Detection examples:
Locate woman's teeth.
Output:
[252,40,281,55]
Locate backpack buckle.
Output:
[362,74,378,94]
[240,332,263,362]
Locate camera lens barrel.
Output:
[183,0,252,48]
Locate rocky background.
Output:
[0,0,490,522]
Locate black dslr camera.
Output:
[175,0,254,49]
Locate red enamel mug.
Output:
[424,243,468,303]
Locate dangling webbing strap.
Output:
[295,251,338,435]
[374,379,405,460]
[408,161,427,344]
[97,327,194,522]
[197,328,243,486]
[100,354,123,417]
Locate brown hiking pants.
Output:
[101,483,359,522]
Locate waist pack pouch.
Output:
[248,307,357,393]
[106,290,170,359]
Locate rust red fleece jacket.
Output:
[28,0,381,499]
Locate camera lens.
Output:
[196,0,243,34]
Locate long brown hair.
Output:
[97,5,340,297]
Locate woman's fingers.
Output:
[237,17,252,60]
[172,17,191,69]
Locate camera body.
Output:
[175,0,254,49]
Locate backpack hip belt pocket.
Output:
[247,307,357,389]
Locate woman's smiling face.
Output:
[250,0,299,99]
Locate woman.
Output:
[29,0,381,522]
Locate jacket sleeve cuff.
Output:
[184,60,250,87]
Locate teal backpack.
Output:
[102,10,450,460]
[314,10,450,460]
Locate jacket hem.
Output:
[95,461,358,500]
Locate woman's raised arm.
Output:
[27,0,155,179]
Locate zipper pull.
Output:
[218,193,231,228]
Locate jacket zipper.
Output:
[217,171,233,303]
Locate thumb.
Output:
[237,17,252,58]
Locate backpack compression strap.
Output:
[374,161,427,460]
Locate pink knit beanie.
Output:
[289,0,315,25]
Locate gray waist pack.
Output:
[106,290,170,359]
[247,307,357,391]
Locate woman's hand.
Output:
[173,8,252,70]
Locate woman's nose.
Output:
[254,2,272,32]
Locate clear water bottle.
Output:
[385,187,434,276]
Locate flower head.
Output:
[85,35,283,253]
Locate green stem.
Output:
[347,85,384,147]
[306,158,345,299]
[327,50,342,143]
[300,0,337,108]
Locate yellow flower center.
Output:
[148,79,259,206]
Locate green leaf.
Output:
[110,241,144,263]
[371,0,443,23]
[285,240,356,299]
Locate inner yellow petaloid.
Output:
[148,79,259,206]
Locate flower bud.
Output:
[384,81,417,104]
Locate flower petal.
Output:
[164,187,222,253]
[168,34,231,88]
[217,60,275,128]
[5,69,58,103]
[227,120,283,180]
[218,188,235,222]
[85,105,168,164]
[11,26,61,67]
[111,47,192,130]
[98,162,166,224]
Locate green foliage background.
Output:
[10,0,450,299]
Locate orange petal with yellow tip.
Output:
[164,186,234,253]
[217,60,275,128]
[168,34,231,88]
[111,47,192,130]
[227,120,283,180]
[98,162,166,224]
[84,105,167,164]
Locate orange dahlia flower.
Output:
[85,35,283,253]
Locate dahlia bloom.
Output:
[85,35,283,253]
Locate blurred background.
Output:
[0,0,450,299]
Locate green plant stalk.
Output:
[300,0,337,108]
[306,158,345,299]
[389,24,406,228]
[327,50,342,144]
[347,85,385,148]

---

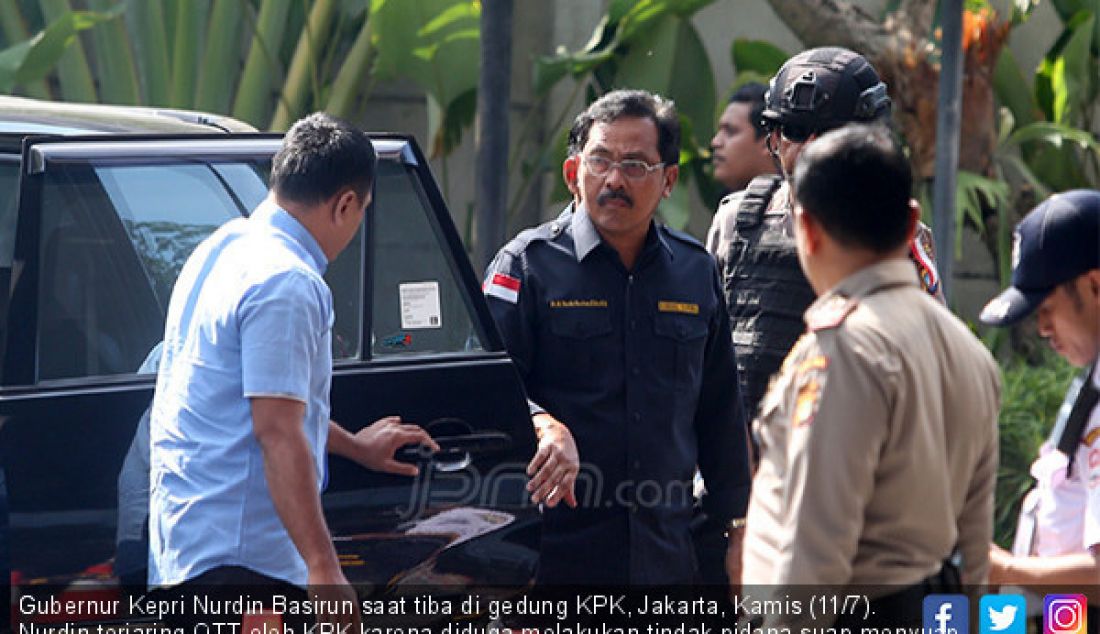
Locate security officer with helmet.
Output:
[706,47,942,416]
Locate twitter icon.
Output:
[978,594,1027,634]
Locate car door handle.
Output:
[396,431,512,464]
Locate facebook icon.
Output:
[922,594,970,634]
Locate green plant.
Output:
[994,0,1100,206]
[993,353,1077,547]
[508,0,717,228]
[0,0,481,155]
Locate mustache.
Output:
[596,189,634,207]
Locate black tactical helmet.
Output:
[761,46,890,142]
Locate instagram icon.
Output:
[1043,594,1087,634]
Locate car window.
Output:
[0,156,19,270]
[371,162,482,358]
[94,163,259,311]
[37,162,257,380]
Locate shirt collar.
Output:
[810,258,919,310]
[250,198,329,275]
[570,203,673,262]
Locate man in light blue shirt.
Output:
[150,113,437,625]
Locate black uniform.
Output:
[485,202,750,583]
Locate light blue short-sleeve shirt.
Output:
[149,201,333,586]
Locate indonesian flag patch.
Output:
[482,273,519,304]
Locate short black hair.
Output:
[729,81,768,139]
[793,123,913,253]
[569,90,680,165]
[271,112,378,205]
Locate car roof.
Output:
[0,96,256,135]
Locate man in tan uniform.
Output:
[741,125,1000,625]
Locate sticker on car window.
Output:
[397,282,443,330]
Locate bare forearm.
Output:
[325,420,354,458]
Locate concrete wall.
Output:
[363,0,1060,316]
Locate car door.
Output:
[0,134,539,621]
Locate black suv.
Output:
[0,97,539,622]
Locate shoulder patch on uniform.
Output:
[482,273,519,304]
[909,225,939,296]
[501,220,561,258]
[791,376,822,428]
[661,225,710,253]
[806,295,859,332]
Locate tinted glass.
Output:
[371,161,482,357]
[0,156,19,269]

==

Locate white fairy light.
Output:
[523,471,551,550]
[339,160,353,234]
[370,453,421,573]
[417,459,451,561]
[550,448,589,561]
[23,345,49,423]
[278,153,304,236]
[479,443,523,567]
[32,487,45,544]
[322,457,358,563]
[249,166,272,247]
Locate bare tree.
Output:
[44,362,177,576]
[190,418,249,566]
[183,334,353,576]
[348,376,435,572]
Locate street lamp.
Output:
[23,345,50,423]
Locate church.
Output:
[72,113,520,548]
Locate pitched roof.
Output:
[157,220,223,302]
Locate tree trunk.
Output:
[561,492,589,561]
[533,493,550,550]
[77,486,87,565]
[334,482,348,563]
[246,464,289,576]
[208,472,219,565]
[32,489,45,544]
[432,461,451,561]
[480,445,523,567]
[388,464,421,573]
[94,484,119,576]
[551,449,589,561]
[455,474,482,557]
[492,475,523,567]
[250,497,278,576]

§ **Required work**
Please rewrite the data from the line with "Locate backpack buckle." up to and including the line with "[385,187,434,276]", keeping every line in place, the Locate lines too. Increase each bounding box coordinate by 43.

§ **Result**
Locate backpack buckle.
Output:
[405,117,421,137]
[283,375,306,405]
Locate camera lens barrel.
Output:
[226,43,295,91]
Locate rocky background.
Output:
[43,43,533,565]
Locate black dslr camera.
Output:
[218,43,297,92]
Locate red enamel mug.
Output:
[467,286,511,346]
Locate dangling webbing strap.
Output:
[338,294,381,478]
[417,422,448,503]
[451,204,470,387]
[140,370,237,565]
[240,371,286,529]
[143,397,166,460]
Locate brown hiking pants.
Output:
[144,526,402,565]
Locate waist pack pouch.
Output:
[291,350,400,436]
[149,333,213,402]
Locate rust red fleece jacket.
Output:
[71,43,424,542]
Locate camera lens.
Output:
[239,43,286,77]
Locate long brown hair.
Output:
[140,48,383,340]
Locate woman's fingers.
Output:
[280,60,295,103]
[215,60,234,112]
Locate camera body.
Output:
[218,43,297,92]
Locate backpack hip belt pocket.
Output:
[290,350,400,432]
Locate woman's smiling face.
Output:
[293,43,342,142]
Locate woman.
Output:
[72,43,424,565]
Locate jacket sleeve cuff.
Output:
[227,103,293,130]
Locate teal backpack.
Output:
[145,53,493,503]
[357,53,493,503]
Locate jacket hem.
Output:
[138,504,401,543]
Locate woman's raised arm.
Output:
[70,43,198,222]
Locate zipper pull.
Output:
[261,236,274,271]
Locate jacket zipper.
Output:
[260,214,276,346]
Locate thumb.
Output:
[280,60,295,101]
Locate backpack compression strap.
Output:
[417,204,470,503]
Locate pink knit beanie.
Output:
[332,43,358,68]
Locate gray waist pack.
Output:
[149,333,213,402]
[290,350,400,434]
Locate woman's hand.
Output:
[216,51,295,113]
Locate woman's nose.
Output:
[297,45,315,75]
Locate clear water bottle.
Output:
[428,230,477,319]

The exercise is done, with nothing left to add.